## Provided text
The second chapter provides information about the institutional framework of the European Monetary Union (EMU), connecting the theoretical to the main part. In this context, the characteristics of EMU as a currency area, the framework of the Eurosystem and the causes and risks of asymmetric transmission are outlined.

The third and main part handles the question of differences in the transmission mechanism in practice. In the first step, this is the transmission mechanism of the aggregate Euro-area economy will be outlined. A special consideration will be given to selected aspects of monetary transmission in Italy and Germany. Since a differentiation between transmission channels in practice is not adequate, the financial sector will represent an intermediate stage of transmission and the real sector exemplarily the final stage. In the last step, the future perspectives for monetary transmission in Europe will be outlined. The paper is based on the most recent literature and therefore gives a very up-to-date insight to the topic and discussion.

II. Transmission Mechanism

A major long-run goal for central banks is price stability. Beside that, monetary policy can promote a variety of secondary goals that might be targeted in a more discretionary way. Among these goals is exchange rate stability, promotion of growth and employment, the fight against deflation, or in general short-term impulses to economic activity. Multiple goal strategies usually work with a clear hierarchy in favour of price stability. The degree to which central banks communicate their actual goals and strategies to the public is a political decision.

To achieve these policy goals, monetary policy has to influence economic variables. The basic strategy they use is to steer operative targets, like the monetary base or the inflation rate. Anyway, the primary policy instrument is to manage the money market interest rate[3]. Up to this point, it would be the easiest to assess the relationship between the operative target and the policy goal to design a policy strategy. Unfortunately, the relationship between both is neither direct nor constant, which makes the examination of the intermediate stages necessary. The strategy and the operative target have to fit to the stage of economic development, the whole economical and financial market framework and the monetary policy regime. Most of all, the strength of how monetary policy is transmitted, is depending on economic activity. In general, transmission channels effect prices and production and they are different in the way the processes are working.[4]

The knowledge about the transmission process of monetary policy is yet incomplete. Theoretical examinations about the topic are still divided and the observations of practice supported by empirical studies have not found a predominant channel guaranteeing policy goals to be achieved. One reason for that is the dynamic and complexity of today’s open economies. Economic variables, feedback processes and varying time lags influence the monetary transmission process. As a simplification, many textbooks describe the transmission process as a black box.[5]

illustration not visible in this excerpt

Illustration based on the writings of Görgens/Ruckriegel/Seitz (2004)

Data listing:
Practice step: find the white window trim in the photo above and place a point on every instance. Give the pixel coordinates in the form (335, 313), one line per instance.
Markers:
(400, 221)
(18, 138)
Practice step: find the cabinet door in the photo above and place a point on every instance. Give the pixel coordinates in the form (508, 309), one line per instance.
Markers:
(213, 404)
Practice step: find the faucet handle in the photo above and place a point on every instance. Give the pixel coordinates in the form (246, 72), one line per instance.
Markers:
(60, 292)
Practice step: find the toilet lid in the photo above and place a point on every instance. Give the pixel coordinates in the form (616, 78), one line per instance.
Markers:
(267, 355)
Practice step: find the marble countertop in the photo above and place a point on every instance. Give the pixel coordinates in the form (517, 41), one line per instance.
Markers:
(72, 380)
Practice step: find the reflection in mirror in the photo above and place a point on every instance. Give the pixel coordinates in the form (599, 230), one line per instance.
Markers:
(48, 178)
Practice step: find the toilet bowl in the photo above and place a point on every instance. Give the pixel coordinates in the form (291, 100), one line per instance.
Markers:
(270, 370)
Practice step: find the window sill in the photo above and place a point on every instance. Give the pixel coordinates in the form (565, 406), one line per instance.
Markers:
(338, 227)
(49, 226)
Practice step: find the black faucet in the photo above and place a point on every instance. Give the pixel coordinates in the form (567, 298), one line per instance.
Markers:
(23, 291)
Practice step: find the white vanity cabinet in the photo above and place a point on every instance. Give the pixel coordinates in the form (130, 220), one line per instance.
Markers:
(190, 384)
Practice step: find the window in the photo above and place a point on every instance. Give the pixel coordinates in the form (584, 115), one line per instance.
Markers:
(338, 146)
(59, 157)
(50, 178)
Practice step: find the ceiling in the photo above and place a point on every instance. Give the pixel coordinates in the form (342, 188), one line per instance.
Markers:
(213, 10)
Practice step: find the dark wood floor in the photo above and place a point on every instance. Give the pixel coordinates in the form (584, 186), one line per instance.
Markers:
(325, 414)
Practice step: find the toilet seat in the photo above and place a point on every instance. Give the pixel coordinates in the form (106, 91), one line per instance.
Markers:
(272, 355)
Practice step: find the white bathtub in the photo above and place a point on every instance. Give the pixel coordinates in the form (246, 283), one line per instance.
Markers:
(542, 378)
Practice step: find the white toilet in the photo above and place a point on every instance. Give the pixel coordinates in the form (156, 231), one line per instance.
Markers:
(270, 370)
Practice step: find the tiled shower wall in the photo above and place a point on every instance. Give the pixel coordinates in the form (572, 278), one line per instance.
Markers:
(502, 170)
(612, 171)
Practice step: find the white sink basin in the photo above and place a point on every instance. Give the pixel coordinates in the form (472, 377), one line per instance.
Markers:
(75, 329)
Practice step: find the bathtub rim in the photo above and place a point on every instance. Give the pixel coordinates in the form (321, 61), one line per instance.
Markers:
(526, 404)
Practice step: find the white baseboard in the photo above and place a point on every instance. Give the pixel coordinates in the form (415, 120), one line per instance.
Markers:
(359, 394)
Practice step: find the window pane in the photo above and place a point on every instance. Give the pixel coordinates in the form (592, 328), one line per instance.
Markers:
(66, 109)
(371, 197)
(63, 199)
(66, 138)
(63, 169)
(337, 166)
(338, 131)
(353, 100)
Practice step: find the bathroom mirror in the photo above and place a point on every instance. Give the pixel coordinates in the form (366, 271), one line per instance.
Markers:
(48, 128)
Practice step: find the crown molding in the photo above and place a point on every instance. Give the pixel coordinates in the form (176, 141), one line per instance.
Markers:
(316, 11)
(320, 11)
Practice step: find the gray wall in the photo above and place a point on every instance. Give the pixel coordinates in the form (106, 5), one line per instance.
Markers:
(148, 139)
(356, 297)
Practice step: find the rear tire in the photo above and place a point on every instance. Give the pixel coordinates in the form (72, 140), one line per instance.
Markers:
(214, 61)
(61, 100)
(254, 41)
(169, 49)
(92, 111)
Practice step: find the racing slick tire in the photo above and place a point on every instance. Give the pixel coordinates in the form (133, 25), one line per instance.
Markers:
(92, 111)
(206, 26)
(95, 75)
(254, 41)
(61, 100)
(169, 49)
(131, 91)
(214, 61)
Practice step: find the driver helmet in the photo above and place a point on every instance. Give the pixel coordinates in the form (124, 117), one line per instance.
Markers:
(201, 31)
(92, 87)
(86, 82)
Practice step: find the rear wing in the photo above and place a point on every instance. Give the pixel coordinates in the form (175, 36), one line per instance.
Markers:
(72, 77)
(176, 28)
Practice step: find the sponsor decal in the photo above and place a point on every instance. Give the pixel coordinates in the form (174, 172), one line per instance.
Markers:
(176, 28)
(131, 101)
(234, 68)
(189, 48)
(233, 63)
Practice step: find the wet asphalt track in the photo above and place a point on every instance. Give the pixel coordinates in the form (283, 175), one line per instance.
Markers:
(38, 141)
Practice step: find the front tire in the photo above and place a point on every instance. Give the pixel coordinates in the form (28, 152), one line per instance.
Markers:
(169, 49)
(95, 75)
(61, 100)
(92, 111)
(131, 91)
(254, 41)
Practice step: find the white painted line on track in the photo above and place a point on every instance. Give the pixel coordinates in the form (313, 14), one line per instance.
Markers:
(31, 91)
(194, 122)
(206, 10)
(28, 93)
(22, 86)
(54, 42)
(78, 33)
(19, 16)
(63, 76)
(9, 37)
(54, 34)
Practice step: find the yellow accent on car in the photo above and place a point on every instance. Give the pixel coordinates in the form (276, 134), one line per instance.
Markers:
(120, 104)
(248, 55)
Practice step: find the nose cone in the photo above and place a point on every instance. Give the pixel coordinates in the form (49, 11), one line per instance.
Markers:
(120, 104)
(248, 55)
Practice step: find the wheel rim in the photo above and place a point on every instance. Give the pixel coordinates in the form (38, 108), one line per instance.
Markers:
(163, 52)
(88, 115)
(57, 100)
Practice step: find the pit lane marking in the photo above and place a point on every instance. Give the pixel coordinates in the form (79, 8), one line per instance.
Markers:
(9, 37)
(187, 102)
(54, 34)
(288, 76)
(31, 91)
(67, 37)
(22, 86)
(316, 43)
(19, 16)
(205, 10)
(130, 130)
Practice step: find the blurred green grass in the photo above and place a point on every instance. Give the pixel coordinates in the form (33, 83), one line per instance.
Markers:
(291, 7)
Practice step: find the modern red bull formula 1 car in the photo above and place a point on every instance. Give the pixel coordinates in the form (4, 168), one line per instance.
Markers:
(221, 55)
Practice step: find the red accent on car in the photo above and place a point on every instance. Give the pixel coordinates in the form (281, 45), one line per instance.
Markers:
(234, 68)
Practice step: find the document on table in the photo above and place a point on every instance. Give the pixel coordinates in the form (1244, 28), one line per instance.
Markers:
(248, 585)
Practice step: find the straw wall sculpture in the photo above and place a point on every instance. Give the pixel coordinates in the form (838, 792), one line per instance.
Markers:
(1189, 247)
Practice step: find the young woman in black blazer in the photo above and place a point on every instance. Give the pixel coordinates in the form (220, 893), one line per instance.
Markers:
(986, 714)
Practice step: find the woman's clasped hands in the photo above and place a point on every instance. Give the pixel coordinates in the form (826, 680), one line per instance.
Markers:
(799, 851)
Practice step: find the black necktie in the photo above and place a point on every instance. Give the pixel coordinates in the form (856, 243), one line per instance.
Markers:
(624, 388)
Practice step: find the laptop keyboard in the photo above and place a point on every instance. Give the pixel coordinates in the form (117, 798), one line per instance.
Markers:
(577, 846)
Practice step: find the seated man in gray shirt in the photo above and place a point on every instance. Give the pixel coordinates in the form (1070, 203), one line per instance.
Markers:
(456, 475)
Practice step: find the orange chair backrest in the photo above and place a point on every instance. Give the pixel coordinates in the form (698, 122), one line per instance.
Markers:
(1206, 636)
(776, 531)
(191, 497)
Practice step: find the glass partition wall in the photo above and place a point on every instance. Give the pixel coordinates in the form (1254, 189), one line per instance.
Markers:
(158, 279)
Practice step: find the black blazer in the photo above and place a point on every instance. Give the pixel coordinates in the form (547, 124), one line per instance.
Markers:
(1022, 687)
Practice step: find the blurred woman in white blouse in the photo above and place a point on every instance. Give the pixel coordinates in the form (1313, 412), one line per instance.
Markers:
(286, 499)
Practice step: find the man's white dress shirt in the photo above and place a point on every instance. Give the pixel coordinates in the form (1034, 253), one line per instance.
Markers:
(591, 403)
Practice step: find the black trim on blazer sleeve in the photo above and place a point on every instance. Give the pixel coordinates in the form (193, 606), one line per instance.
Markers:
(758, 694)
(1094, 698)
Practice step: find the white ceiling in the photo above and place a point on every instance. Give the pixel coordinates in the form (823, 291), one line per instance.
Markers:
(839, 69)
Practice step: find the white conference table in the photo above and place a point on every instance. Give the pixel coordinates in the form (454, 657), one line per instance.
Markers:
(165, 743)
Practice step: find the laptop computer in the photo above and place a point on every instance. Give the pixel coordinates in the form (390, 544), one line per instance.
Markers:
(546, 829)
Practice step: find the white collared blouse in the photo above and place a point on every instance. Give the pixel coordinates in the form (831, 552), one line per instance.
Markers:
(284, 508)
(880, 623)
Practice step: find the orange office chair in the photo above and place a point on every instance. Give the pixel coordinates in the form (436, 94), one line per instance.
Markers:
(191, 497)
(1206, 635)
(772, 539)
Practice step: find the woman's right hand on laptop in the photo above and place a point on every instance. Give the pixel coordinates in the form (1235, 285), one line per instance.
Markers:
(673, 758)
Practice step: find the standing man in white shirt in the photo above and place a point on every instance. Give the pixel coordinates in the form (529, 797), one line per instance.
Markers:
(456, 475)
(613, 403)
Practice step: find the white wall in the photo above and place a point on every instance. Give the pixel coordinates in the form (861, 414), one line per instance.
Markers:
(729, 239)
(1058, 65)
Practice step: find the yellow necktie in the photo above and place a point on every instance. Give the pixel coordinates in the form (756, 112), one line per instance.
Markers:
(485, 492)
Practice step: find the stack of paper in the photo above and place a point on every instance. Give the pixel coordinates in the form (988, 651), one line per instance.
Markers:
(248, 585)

## Required task 1
Repeat the passage on monetary transmission from "II. Transmission Mechanism" up to and including "a political decision.".
## Required task 2
Name every secondary goal of monetary policy that the passage on monetary transmission mentions.

## Expected answer 1
II. Transmission Mechanism

A major long-run goal for central banks is price stability. Beside that, monetary policy can promote a variety of secondary goals that might be targeted in a more discretionary way. Among these goals is exchange rate stability, promotion of growth and employment, the fight against deflation, or in general short-term impulses to economic activity. Multiple goal strategies usually work with a clear hierarchy in favour of price stability. The degree to which central banks communicate their actual goals and strategies to the public is a political decision.

## Expected answer 2
- Exchange rate stability
- Promotion of growth and employment
- The fight against deflation
- Short-term impulses to economic activity